*WHAT YOU NEED TO DO:* Each entry below is to be written out exactly, and the pictures are to be left out.

[Begin ITEMS]

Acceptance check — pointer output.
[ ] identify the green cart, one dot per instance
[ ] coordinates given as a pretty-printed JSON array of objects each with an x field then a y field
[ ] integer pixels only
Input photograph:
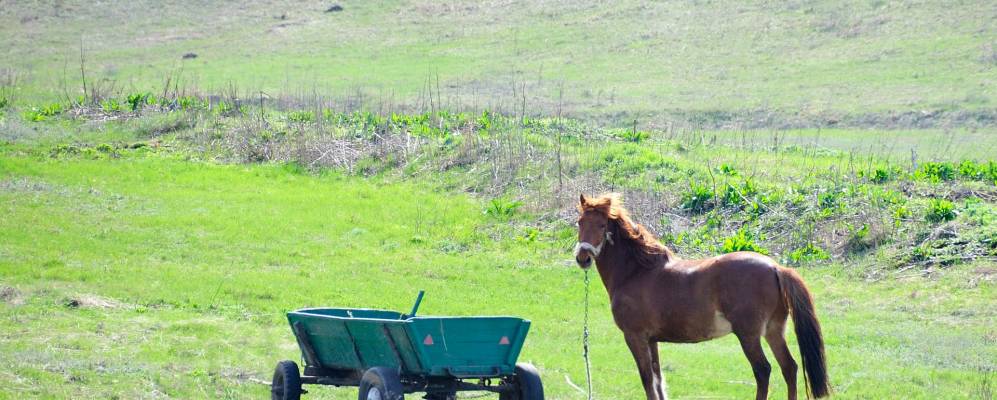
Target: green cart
[{"x": 389, "y": 354}]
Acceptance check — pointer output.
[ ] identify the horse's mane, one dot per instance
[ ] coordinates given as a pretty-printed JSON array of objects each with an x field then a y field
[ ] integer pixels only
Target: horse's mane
[{"x": 639, "y": 241}]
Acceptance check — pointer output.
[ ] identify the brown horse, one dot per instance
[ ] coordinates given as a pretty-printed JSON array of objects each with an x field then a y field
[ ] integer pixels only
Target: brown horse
[{"x": 657, "y": 297}]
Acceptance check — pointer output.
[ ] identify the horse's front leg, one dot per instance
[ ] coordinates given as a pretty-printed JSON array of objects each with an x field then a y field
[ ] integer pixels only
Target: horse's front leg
[
  {"x": 656, "y": 368},
  {"x": 641, "y": 350}
]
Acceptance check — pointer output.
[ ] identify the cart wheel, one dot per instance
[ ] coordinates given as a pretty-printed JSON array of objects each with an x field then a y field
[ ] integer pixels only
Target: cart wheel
[
  {"x": 527, "y": 380},
  {"x": 380, "y": 383},
  {"x": 286, "y": 382}
]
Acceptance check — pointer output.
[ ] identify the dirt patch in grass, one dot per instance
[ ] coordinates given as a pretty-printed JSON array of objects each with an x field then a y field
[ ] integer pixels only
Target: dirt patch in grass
[{"x": 93, "y": 301}]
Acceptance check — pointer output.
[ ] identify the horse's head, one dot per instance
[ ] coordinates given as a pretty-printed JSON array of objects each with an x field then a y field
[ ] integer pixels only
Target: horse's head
[{"x": 593, "y": 228}]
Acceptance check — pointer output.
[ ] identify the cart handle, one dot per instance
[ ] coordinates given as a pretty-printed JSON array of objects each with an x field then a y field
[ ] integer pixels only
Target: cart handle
[{"x": 418, "y": 300}]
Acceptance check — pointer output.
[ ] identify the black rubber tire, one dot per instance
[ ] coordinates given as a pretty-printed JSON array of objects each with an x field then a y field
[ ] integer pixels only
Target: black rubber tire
[
  {"x": 385, "y": 381},
  {"x": 527, "y": 379},
  {"x": 286, "y": 382}
]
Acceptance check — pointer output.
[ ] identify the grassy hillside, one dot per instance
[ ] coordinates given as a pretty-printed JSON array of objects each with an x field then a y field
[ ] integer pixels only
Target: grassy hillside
[
  {"x": 148, "y": 276},
  {"x": 149, "y": 253},
  {"x": 860, "y": 62},
  {"x": 230, "y": 161}
]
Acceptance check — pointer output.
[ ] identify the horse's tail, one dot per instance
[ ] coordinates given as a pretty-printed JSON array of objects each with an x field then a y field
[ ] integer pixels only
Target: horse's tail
[{"x": 808, "y": 334}]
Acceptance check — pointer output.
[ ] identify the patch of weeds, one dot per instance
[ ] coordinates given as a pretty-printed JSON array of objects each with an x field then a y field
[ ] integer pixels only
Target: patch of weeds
[
  {"x": 111, "y": 105},
  {"x": 64, "y": 150},
  {"x": 698, "y": 198},
  {"x": 807, "y": 254},
  {"x": 485, "y": 121},
  {"x": 38, "y": 114},
  {"x": 161, "y": 124},
  {"x": 301, "y": 117},
  {"x": 189, "y": 103},
  {"x": 530, "y": 236},
  {"x": 623, "y": 162},
  {"x": 632, "y": 136},
  {"x": 728, "y": 170},
  {"x": 921, "y": 253},
  {"x": 732, "y": 197},
  {"x": 900, "y": 214},
  {"x": 743, "y": 240},
  {"x": 501, "y": 208},
  {"x": 828, "y": 200},
  {"x": 880, "y": 175},
  {"x": 137, "y": 100},
  {"x": 940, "y": 210}
]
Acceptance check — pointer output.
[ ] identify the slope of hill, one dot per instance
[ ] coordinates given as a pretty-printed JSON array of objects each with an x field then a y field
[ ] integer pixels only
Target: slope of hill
[{"x": 863, "y": 63}]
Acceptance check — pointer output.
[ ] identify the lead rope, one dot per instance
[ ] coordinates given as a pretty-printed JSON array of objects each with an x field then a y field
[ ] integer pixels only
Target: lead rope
[{"x": 585, "y": 338}]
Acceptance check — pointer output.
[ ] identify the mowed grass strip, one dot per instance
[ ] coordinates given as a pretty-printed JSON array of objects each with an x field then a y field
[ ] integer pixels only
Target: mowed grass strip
[{"x": 151, "y": 277}]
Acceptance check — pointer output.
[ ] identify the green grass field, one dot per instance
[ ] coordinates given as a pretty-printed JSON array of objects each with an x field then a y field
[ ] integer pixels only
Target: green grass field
[
  {"x": 681, "y": 58},
  {"x": 182, "y": 271},
  {"x": 155, "y": 228}
]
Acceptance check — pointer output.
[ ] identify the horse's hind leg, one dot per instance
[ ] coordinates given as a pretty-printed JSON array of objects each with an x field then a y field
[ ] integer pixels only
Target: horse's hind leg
[
  {"x": 775, "y": 335},
  {"x": 661, "y": 387},
  {"x": 641, "y": 349},
  {"x": 752, "y": 346}
]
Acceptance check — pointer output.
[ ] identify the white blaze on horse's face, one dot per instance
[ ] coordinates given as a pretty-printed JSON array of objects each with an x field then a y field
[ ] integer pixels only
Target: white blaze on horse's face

[End ITEMS]

*THE OUTPUT:*
Acceptance check — pointer output.
[ ] identify the green cart, one dot per instance
[ ] coordinates given as a pretty-printed JSON array of objects each with an x field then a y field
[ ] integer pixels only
Input photograph:
Target: green cart
[{"x": 389, "y": 354}]
Acceptance check — pointer output.
[ ] identify the horse's mane, one dot per instance
[ ] coordinates given as a pretty-printed JSON array of objects each with an x field then a y field
[ ] integer pixels only
Target: horse's mane
[{"x": 639, "y": 241}]
Acceptance check — pointer output.
[ ] identify the brown horse, one dot per instance
[ ] coordinates given as a pretty-printed JSON array of objects each with an x field then a y field
[ ] integer pixels only
Target: brown horse
[{"x": 657, "y": 297}]
Acceptance check — pointer output.
[ ] identify the horse's front leg, one dot per instance
[ ] coordinates given as a pretty-printed JSON array of objects each with an x field then a y field
[ ] integer pixels only
Target: horse's front leg
[
  {"x": 656, "y": 368},
  {"x": 641, "y": 350}
]
Acceptance check — pointer output.
[ ] identify the cart wheel, one dot per instance
[ ] coordinates given as a pretty-printed JSON array of objects each with an x field then a y field
[ ] integer pixels only
Target: cart wheel
[
  {"x": 527, "y": 380},
  {"x": 380, "y": 383},
  {"x": 286, "y": 382}
]
Acceptance check — pointer output.
[ ] identify the dirt patch in grass, one dot per instance
[ ] coordinates given as a pretty-printed JSON array of objects each with an x field then a y field
[ ] integer pixels only
Target: dirt patch in grass
[{"x": 93, "y": 301}]
Acceptance check — pointer output.
[ ] identify the horse's head, one dot per instance
[ ] coordinates given as a pretty-printed JSON array of objects each with an x field then a y field
[ ] integer pixels only
Target: horse's head
[{"x": 593, "y": 228}]
Acceptance check — pointer output.
[ ] identify the cart handle, one dot per instance
[ ] coordinates given as a pretty-printed JSON array of objects each with an x field then a y field
[ ] integer pixels only
Target: cart handle
[{"x": 418, "y": 300}]
Acceptance check — pointer output.
[ ] identify the black rubber tire, one dot per instance
[ ] coordinates given as a pretty-printed JSON array of objects each with an x field then a y field
[ ] integer pixels only
Target: black rubber tire
[
  {"x": 385, "y": 381},
  {"x": 527, "y": 379},
  {"x": 286, "y": 382}
]
Acceptance check — pointer output.
[ ] identify the grassy hillside, one dot per instance
[ ] coordinates given as a pretty-printed JSON array of objects each with an x field then a y field
[ ] integer pixels only
Target: grassy hillside
[
  {"x": 148, "y": 276},
  {"x": 149, "y": 253},
  {"x": 860, "y": 62},
  {"x": 230, "y": 161}
]
Acceptance check — pointer output.
[ ] identify the horse's tail, one dot per instance
[ ] coordinates given as a pretty-printed JSON array of objects each with an x field then a y field
[ ] integer pixels only
Target: horse's tail
[{"x": 808, "y": 334}]
Acceptance check — pointer output.
[ ] identify the patch of weeds, one dot per instance
[ ] coordinates given as a pretty-printed JSON array of objects each with an x field then a y field
[ ] integer pixels only
Target: patch of weeds
[
  {"x": 111, "y": 105},
  {"x": 64, "y": 150},
  {"x": 698, "y": 198},
  {"x": 807, "y": 254},
  {"x": 485, "y": 121},
  {"x": 38, "y": 114},
  {"x": 161, "y": 124},
  {"x": 301, "y": 117},
  {"x": 189, "y": 103},
  {"x": 530, "y": 236},
  {"x": 623, "y": 162},
  {"x": 632, "y": 136},
  {"x": 728, "y": 170},
  {"x": 921, "y": 253},
  {"x": 732, "y": 197},
  {"x": 900, "y": 214},
  {"x": 743, "y": 240},
  {"x": 501, "y": 208},
  {"x": 828, "y": 200},
  {"x": 880, "y": 175},
  {"x": 137, "y": 100},
  {"x": 940, "y": 210}
]
Acceptance check — pointer output.
[ ] identify the slope of hill, one dot per instance
[ ] coordinates given as a pretty-printed JSON array of objects each with an x field then a y field
[ ] integer pixels only
Target: slope of hill
[{"x": 863, "y": 63}]
Acceptance check — pointer output.
[ ] identify the lead rope, one dot per instance
[ ] coordinates given as a pretty-printed JSON array of objects each with an x field then a y field
[ ] integer pixels only
Target: lead rope
[{"x": 585, "y": 338}]
Acceptance check — pointer output.
[ ] identify the mowed grass strip, one dot per instance
[ ] coordinates given as a pretty-printed JSON array of objects each with an x field then a y field
[ ] integer pixels only
Target: mowed grass strip
[{"x": 151, "y": 277}]
Acceptance check — pointer output.
[ ] identify the green grass field, one dot per instance
[ ] coordinates given as a pretty-printed JSON array of objects each with an x field then a y field
[ ] integer pixels only
Target: green grass field
[
  {"x": 681, "y": 58},
  {"x": 182, "y": 271},
  {"x": 155, "y": 228}
]
Acceptance check — pointer output.
[ ] identify the horse's hind leg, one dot per instance
[ ] coordinates given as a pretty-printed JSON array of objects each with an x field then a y field
[ ] integer pixels only
Target: horse's hind leg
[
  {"x": 775, "y": 335},
  {"x": 661, "y": 387},
  {"x": 641, "y": 349},
  {"x": 752, "y": 346}
]
Acceptance check — pointer output.
[ ] identify the white blaze on horse's face, one dot per instance
[ ] coordinates given as a pretty-printed JSON array of objects each with an x field then a y field
[ ] integer pixels only
Target: white blaze on horse's face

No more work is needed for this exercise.